Excerto -
--*--
Com as dívidas de Estado surgiu um sistema de crédito internacional que, frequentemente, no caso deste ou daquele povo, esconde uma das fontes da acumulação original. Assim, as vilanias do sistema de roubo veneziano formam uma das tais bases escondidas da riqueza de capital da Holanda, a quem a Veneza decadente emprestou grandes somas de dinheiro. Passou-se do mesmo modo entre a Holanda e a Inglaterra. Já no começo do século XVIII, as manufacturas da Holanda estavam de longe ultrapassadas e ela tinha deixado de ser a nação dominante no comércio e na indústria. Um dos seus principais negócios, de 1701-1776, foi, portanto, o empréstimo de capitais enormes, especialmente à sua poderosa concorrente: a Inglaterra. Algo de semelhante se passa hoje entre a Inglaterra e os Estados Unidos. Muito do capital que hoje entra nos Estados Unidos sem certidão de nascimento, ontem apenas era, em Inglaterra, sangue de crianças capitalizado.

Uma vez que a dívida de Estado tem o seu suporte nas receitas do Estado, que têm de cobrir os pagamentos anuais de juros, etc., o sistema de impostos moderno foi o complemento necessário do sistema dos empréstimos nacionais. Os empréstimos permitem ao governo acorrer a despesas extraordinárias, sem que o contribuinte o sinta de pronto, mas eles exigem, contudo, como consequência, impostos aumentados. Por outro lado, o aumento de impostos causado pela acumulação de dívidas contraídas uma após outra compele o governo a contrair sempre novos empréstimos para novas despesas extraordinárias. A fiscalidade moderna, de que os impostos sobre os meios de vida mais necessários formam o eixo de rotação (e, portanto, o encarecimento destes), traz, pois, em si própria, o germe da progressão automática. A sobretributação não é um incidente, mas antes princípio. Na Holanda, onde este sistema foi primeiramente inaugurado, o grande patriota De Witt celebrou-o, portanto, nas suas máximas[N217] como o melhor sistema para tomar o operário assalariado submisso, frugal, diligente e... sobrecarregado de trabalho. A influência destruidora que exerceu sobre a situação dos operários assalariados, importa-nos aqui, contudo, menos do que a expropriação pela violência, por ela condicionada, do camponês, do artesão, em suma: de todas as partes componentes da pequena classe média. Sobre isto não há duas opiniões, mesmo entre os economistas burgueses. A sua eficácia expropriadora é fortalecida ainda pelo sistema proteccionista, que é uma das suas partes integrantes.

A grande quota-parte que cabe à dívida pública, e ao sistema fiscal que lhe corresponde, na capitalização da riqueza e na expropriação das massas, levou um conjunto de escritores — como Cobbett, Doubleday e outros — a procurar aí, sem razão, a causa fundamental da miséria dos povos modernos.
--*--
Dados disponíveis -
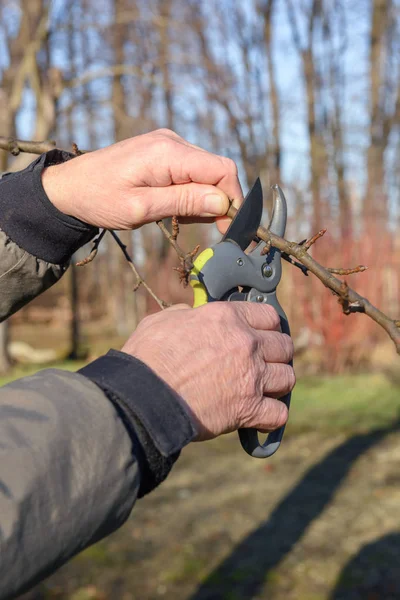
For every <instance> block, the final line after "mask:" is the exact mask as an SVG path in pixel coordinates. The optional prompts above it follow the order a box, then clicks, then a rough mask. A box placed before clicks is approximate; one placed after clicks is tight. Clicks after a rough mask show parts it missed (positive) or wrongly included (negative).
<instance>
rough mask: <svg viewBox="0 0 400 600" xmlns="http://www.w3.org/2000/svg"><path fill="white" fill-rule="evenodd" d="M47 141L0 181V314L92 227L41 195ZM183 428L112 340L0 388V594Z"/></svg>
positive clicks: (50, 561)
--*--
Item da tarefa 1 -
Indique se cada afirmação concorda com o excerto sobre a dívida pública, respondendo sim ou não e citando as palavras do excerto que o decidem: (a) No começo do século XVIII, a Holanda continuava a ser a nação dominante no comércio. (b) O sistema de impostos moderno foi o complemento necessário do sistema dos empréstimos nacionais. (c) O sistema proteccionista enfraquece a eficácia expropriadora dos impostos.
Item da tarefa 2 -
Segundo o excerto sobre a dívida pública, em que período foi o empréstimo de capitais enormes um dos principais negócios da Holanda?
Item da tarefa 3 -
Retome o excerto sobre a dívida pública a partir da última frase apresentada.

Resposta esperada 1 -
(a) Não: "ela tinha deixado de ser a nação dominante no comércio e na indústria".
(b) Sim: "o sistema de impostos moderno foi o complemento necessário do sistema dos empréstimos nacionais".
(c) Não: "A sua eficácia expropriadora é fortalecida ainda pelo sistema proteccionista".

Resposta esperada 2 -
De 1701 a 1776.

Resposta esperada 3 -
O sistema proteccionista foi um meio artificial de fabricar fabricantes, de expropriar operários independentes, de capitalizar os meios de vida e de produção nacionais, de encurtar violentamente a transição do antigo modo de produção para o moderno. Os Estados europeus disputaram-se a patente desta invenção e, uma vez entrados ao serviço do realizador de mais-valia [Plusmacher], extorquiram para esse efeito, não só o próprio povo, indirectamente através de direitos proteccionistas, directamente através de prémios de exportação, etc. Nos países vizinhos dependentes, toda a indústria foi violentamente surribada, como, p. ex., a manufactura da lã irlandesa pela Inglaterra. No continente europeu, segundo o exemplo de Colbert, o processo foi ainda mais simplificado. O capital original do industrial emanou aí em parte directamente do Tesouro do Estado.

«Porquê», exclama Mirabeau, «ir procurar tão longe a causa [...] do brilho manufactureiro do Saxe antes da guerra? Cento e oitenta milhões de dívidas contraídas pelos soberanos!»(244)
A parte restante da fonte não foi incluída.